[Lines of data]
-- START --

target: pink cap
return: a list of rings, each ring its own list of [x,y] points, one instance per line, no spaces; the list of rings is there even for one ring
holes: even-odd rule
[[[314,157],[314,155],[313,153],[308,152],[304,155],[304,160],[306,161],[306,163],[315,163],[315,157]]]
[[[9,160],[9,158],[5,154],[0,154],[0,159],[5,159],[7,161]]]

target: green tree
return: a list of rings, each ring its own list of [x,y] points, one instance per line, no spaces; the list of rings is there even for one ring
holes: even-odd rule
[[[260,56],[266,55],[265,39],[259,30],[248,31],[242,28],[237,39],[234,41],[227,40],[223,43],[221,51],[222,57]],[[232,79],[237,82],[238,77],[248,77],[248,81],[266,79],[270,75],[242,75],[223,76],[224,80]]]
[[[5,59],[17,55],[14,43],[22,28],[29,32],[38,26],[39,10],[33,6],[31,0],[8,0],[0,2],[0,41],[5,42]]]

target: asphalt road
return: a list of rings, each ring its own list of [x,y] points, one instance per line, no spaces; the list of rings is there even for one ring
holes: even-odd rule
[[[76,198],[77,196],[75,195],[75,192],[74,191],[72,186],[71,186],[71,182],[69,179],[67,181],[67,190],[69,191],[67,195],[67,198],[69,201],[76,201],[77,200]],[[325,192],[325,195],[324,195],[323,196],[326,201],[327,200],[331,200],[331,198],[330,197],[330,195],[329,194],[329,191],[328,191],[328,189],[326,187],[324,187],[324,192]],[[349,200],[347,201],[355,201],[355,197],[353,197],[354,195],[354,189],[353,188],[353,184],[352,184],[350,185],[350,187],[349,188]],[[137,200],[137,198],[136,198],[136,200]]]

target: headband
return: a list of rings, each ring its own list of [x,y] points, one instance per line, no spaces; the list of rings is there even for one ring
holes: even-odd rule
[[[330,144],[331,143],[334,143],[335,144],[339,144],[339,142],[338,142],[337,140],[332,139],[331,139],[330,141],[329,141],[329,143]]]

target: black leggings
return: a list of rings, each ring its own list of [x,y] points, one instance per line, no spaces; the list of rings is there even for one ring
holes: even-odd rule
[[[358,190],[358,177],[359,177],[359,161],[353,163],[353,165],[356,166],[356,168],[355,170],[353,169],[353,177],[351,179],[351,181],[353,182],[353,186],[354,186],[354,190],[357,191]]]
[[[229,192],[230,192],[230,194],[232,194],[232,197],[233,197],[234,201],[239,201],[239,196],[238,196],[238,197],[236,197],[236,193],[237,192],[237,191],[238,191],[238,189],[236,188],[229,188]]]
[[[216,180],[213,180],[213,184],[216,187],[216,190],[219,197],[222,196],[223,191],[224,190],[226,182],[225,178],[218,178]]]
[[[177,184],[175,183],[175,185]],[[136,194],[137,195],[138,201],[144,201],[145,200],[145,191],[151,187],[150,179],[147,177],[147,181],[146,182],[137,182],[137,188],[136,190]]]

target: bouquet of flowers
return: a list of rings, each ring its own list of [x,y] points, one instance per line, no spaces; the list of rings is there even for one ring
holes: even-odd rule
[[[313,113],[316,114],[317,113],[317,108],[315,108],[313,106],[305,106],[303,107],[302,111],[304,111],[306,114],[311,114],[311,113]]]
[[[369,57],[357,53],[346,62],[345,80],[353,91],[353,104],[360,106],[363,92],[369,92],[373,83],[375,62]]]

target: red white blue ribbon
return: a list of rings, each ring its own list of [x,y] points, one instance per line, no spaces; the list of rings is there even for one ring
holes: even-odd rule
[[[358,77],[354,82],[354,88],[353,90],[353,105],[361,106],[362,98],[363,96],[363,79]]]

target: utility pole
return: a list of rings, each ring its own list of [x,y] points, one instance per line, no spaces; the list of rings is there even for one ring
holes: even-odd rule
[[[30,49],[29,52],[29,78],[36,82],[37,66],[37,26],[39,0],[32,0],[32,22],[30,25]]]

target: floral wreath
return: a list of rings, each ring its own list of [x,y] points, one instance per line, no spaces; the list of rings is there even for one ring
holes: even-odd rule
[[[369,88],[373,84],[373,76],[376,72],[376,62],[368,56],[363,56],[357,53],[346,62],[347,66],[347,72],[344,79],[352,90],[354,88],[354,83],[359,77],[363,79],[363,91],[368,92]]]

-- END --

* **Objective**:
Reproduce the data verbatim, beginning at the line that contains "target: floral wreath" and ending with the last line of the data.

* **Answer to this problem**:
target: floral wreath
return: a list of rings, each ring its own list of [x,y] points, one instance per line, no spaces; the list of rings is there even for one ring
holes: even-odd rule
[[[369,88],[373,84],[373,76],[376,72],[376,62],[368,56],[363,56],[357,53],[346,62],[347,66],[347,72],[344,79],[352,90],[354,88],[354,83],[359,77],[363,79],[363,91],[368,92]]]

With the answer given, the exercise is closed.